-- start Source --
This is the Zephyr RTOS meta tool, west.

For more information about west, see:

https://docs.zephyrproject.org/latest/west/index.html

Installation

Install west’s bootstrapper with pip:

pip3 install west

(We are in the pre-release period for 0.2.0, so you must specifically ask for the prerelease version above.)

Then install the rest of west and a Zephyr development environment in a directory of your choosing:

mkdir zephyrproject && cd zephyrproject
west init
west fetch

What just happened:

  • west init runs the bootstrapper, which clones the west source repository and a west manifest repository. The manifest contains a YAML description of the Zephyr installation, including Git repositories and other metadata. The init command is the only one supported by the bootstrapper itself; all other commands are implemented in the west source repository it clones.

  • west fetch clones the repositories in the manifest, creating working trees in the installation directory. In this case, the bootstrapper notices the command (fetch) is not init, and delegates handling to the “main” west implementation in the source repository it cloned in the previous step.

(For those familiar with it, this is similar to how Android’s Repo tool works.)

Usage

West has multiple sub-commands. After running west init, you can run them from anywhere under zephyrproject.

For a list of available commands, run west -h. Get help on a command with west <command> -h. For example:

$ west -h
usage: west [-h] [-z ZEPHYR_BASE] [-v]
            {build,flash,debug,debugserver,attach,list-projects,fetch,pull,rebase,branch,checkout,diff,status,forall}
            ...
[snip]
$ west flash -h
usage: west flash [-h] [-H] [-d BUILD_DIR] ...
[snip]

Test Suite

To run the test suite, run this from the west repository:

pip3 install -r tests_requirements.txt

Then, in a Bash shell:

PYTHONPATH=src py.test

On Windows:

cmd /C "set PYTHONPATH=/path/to/west/src && py.test"

Hacking on West

West is distributed as two Python packages:

  1. A bootstrap package, which is distributed via PyPI. Running pip3 install west installs this bootstrapper package only.

  2. The “main” west package, which is fetched by the bootstrapper when west init is run.

This somewhat unusual arrangement is because:

  • One of west’s jobs is to manage a Zephyr installation’s Git repositories, including its own.

  • It allows easy customization of the version of west that’s shipped with non-upstream distributions of Zephyr.
-- end Source --
-- start Entries --
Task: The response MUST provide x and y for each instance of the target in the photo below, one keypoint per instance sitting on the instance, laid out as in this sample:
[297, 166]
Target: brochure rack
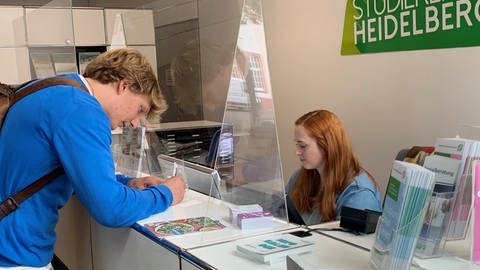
[399, 253]
[432, 236]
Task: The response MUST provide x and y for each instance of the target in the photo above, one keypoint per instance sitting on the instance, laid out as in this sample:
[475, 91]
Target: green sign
[398, 25]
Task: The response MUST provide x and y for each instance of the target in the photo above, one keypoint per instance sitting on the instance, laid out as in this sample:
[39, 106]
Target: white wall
[387, 101]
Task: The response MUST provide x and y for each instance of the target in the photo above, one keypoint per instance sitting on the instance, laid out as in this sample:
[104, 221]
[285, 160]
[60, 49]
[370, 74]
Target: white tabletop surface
[328, 253]
[197, 205]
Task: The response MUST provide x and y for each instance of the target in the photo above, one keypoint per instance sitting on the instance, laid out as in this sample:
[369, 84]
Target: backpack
[8, 97]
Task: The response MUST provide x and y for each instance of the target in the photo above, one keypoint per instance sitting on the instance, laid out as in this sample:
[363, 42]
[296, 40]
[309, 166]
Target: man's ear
[121, 86]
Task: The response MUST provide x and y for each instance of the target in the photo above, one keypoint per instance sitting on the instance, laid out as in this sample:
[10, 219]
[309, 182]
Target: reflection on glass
[257, 174]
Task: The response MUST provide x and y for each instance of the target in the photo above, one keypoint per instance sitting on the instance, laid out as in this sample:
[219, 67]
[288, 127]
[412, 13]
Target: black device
[293, 214]
[359, 220]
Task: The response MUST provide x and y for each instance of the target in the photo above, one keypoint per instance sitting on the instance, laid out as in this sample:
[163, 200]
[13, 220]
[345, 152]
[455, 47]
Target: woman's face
[307, 150]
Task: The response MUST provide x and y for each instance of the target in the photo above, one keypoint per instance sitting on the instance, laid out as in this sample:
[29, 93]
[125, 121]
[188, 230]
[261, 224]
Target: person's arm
[123, 178]
[82, 141]
[363, 199]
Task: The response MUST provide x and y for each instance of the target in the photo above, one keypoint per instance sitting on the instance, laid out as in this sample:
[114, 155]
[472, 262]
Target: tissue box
[255, 220]
[240, 209]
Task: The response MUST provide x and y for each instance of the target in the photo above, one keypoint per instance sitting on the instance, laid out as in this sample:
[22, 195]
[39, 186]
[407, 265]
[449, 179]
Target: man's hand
[143, 182]
[177, 185]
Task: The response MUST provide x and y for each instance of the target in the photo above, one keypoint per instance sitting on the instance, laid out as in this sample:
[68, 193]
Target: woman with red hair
[331, 175]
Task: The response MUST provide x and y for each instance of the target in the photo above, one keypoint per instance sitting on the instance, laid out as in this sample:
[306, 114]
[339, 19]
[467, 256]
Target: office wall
[387, 101]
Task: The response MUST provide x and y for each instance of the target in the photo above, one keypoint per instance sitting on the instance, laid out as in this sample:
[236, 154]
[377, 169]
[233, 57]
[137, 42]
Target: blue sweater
[360, 194]
[62, 125]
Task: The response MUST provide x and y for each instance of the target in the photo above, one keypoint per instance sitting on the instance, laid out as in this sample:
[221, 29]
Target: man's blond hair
[127, 63]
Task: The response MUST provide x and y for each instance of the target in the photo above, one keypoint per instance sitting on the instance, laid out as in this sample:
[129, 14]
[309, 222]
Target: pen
[175, 169]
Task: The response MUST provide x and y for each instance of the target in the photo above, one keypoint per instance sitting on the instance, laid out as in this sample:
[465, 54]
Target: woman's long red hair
[341, 165]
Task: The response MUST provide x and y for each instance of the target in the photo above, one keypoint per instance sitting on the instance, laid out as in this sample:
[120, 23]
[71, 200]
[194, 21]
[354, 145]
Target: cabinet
[137, 25]
[49, 26]
[14, 34]
[89, 27]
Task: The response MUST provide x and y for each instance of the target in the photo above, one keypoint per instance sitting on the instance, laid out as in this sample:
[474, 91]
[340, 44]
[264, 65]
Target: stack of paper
[408, 194]
[274, 248]
[255, 220]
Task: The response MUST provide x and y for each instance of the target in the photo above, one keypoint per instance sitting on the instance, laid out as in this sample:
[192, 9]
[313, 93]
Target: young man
[69, 127]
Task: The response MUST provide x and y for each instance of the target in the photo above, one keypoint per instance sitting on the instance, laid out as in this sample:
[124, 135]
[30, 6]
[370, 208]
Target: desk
[137, 248]
[118, 249]
[327, 254]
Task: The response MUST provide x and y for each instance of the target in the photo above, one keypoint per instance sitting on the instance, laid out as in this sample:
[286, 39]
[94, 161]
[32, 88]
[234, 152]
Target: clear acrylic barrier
[220, 129]
[399, 252]
[431, 241]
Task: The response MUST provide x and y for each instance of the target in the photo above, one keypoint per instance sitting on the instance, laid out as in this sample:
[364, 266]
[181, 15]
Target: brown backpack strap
[46, 83]
[12, 203]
-- end Entries --
- [Actions to take]:
1 – Using the text about Zephyr's west tool, decide whether each statement agrees with it, and answer yes or no with the deciding words quoted. (a) Running pip3 install west installs both the bootstrapper and the main west package. (b) The init command is handled by the bootstrapper itself. (c) After west init, sub-commands can be run only from the top of the zephyrproject directory.
2 – Resume the text about Zephyr's west tool, starting right after its final bullet on customizing the west version for non-upstream Zephyr distributions.

- [Solved problems]:
1 –
(a) No: "Running pip3 install west installs this bootstrapper package only."
(b) Yes: "The init command is the only one supported by the bootstrapper itself"
(c) No: "you can run them from anywhere under zephyrproject."

2 –
  • West is experimental and is not stable. Users need to stay in sync with upstream, and this allows west to automatically update itself.

Using a Custom “Main” West

To initialize west from a non-default location:

west init -w https://example.com/your-west-repository.git

You can also add --west-rev some-branch to use some-branch instead of master.

To use another manifest repository (optionally with --mr some-manifest-branch):

west init -u https://example.com/your-manifest-repository.git

After init time, you can hack on the west tree in zephyrproject.

Using a Custom West Bootstrapper

To package and install the west bootstrapper from a west repository checkout, wheel must be installed. It probably already is, but see “Installing Wheel” below if these instructions fail.

To build the west bootstrapper wheel file:

python3 setup.py bdist_wheel

On Windows:

py -3 setup.py bdist_wheel

This will create a file named dist/west-x.y.z-py3-none-any.whl, where x.y.z is the current version in setup.py. Install it with:

pip3 install -U dist/west-x.y.z-py3-none-any.whl

You can then run west init with a bootstrapper created from the current repository contents. (On Linux, make sure ~/.local/bin is in your PATH.)

To uninstall this bootstrapper, use:

pip3 uninstall west

You can then reinstall the mainline version from PyPI, etc.

Installing Wheel

On macOS and Windows, you can install wheel with:

pip3 install wheel

That also works on Linux, but you may want to install wheel from your system package manager instead – e.g. if you installed pip from your system package manager. The wheel package is likely named something like python3-wheel in that case.